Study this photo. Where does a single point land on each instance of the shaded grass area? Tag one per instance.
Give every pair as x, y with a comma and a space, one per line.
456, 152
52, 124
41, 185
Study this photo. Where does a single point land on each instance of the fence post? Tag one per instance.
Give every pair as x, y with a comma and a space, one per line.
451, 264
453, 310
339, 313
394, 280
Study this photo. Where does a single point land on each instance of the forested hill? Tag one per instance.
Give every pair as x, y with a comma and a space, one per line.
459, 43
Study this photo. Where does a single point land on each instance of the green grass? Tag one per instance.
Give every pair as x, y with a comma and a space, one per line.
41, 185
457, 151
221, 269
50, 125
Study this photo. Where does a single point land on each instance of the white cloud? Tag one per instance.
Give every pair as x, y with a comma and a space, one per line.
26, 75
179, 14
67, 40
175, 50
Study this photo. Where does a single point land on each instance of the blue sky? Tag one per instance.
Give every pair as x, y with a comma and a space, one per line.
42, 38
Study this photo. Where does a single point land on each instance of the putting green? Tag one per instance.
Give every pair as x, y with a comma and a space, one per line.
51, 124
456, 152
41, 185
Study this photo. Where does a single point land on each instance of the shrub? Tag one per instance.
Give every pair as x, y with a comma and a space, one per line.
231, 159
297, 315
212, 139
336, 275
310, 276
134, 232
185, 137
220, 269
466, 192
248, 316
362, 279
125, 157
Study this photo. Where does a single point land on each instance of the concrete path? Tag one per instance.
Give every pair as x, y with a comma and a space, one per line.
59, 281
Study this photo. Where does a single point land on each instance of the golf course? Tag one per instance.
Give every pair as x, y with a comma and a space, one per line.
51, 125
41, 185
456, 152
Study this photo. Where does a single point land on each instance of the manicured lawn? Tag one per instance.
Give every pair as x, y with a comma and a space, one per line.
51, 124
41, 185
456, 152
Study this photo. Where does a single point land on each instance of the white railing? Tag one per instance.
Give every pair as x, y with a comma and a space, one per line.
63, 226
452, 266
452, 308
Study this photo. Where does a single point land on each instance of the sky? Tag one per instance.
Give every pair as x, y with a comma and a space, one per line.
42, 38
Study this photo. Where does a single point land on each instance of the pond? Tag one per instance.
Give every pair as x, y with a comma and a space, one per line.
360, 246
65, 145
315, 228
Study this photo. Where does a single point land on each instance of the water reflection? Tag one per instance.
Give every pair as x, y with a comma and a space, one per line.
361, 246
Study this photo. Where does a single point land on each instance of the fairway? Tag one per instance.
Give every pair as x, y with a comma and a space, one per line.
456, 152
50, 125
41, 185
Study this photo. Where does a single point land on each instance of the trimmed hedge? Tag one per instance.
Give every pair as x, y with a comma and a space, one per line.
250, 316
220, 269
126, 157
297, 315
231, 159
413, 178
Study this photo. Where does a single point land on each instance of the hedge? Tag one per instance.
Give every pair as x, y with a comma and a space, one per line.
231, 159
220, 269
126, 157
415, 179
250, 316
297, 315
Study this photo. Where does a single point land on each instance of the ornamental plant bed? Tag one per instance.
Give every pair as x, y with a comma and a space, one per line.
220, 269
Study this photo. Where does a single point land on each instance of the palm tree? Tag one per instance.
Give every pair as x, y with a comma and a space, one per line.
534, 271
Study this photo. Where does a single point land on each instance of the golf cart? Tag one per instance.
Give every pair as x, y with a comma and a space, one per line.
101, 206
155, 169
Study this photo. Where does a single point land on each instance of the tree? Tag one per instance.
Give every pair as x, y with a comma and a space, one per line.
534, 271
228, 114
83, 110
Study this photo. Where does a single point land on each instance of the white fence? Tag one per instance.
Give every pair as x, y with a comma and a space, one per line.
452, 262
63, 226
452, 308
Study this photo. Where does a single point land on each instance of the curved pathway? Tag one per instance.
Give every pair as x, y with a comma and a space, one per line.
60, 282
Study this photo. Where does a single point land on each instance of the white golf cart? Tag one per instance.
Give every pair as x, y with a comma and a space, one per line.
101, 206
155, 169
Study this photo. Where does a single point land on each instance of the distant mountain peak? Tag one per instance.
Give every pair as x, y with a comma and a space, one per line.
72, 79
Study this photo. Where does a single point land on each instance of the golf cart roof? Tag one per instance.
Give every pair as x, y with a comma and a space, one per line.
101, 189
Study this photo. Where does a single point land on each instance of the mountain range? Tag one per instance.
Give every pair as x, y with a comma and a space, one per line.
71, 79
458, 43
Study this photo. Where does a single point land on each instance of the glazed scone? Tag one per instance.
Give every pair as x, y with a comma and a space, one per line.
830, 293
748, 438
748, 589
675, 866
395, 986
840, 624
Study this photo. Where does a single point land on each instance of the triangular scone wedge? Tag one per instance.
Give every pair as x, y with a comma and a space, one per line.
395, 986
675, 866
---
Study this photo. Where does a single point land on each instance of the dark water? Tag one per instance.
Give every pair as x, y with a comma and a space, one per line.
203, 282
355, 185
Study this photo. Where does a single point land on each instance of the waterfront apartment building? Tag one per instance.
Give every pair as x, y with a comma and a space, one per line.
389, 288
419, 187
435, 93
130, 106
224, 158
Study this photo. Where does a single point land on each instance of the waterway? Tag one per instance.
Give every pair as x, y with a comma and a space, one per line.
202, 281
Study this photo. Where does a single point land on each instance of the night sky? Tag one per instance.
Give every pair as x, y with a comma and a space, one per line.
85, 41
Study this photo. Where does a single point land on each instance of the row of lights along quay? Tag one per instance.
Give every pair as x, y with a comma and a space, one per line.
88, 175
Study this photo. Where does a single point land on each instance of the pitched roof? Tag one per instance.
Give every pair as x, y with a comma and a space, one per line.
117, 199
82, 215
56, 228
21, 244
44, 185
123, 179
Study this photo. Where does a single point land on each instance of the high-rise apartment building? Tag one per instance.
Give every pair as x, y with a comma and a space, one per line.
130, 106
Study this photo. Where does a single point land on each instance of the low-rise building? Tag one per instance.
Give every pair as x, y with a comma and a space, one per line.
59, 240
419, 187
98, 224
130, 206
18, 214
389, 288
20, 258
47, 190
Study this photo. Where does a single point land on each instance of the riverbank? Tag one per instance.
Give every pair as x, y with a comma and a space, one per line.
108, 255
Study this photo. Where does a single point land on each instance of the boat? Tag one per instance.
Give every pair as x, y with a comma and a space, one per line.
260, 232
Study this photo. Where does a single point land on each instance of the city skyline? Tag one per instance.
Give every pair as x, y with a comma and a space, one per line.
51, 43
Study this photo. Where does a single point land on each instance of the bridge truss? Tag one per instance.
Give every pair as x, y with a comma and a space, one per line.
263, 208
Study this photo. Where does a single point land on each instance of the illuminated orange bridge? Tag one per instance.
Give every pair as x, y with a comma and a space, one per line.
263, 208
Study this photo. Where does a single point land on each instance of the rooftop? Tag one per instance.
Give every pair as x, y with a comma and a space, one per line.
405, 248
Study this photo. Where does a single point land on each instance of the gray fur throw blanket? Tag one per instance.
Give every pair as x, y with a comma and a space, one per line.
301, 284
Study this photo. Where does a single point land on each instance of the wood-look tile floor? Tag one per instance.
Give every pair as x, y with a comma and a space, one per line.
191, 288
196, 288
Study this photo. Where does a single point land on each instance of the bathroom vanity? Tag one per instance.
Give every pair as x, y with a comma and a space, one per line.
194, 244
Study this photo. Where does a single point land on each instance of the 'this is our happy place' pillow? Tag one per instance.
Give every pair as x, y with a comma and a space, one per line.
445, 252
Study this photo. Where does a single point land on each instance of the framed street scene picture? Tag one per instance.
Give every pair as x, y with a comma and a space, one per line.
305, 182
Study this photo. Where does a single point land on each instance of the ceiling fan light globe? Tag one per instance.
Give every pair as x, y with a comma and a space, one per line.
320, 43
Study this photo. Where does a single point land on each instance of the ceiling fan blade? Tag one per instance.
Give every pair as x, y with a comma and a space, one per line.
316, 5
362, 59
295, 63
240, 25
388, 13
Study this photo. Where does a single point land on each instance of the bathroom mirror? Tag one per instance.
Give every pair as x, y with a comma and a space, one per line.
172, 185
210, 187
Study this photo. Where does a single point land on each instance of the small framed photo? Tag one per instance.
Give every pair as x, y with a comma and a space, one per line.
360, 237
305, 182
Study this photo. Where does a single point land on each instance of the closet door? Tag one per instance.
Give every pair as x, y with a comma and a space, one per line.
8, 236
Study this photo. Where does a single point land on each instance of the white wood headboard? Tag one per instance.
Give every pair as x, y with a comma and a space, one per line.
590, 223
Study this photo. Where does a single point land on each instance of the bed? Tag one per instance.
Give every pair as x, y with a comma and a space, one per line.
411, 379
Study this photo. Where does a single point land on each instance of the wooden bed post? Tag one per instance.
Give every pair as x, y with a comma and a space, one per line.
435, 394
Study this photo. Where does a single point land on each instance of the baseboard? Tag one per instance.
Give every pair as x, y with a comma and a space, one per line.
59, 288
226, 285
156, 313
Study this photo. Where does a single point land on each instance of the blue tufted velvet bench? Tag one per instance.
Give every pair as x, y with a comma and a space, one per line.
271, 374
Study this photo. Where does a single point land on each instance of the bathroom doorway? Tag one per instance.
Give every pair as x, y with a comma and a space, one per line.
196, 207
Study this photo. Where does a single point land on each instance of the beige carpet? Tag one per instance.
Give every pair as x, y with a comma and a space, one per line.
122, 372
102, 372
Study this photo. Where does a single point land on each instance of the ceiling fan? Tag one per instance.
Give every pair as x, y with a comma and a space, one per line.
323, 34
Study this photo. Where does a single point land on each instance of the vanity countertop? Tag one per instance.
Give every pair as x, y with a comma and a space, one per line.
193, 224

**Problem details:**
Wherever "hedge" occurs in the entries above, copy the line it sits on.

**Exercise solution:**
Study this photo. Where does a single point land on each instance of the trimmed hedge? Tag one per instance.
Study this photo. Where does a single point land on each instance of the hedge? Tag one per instance.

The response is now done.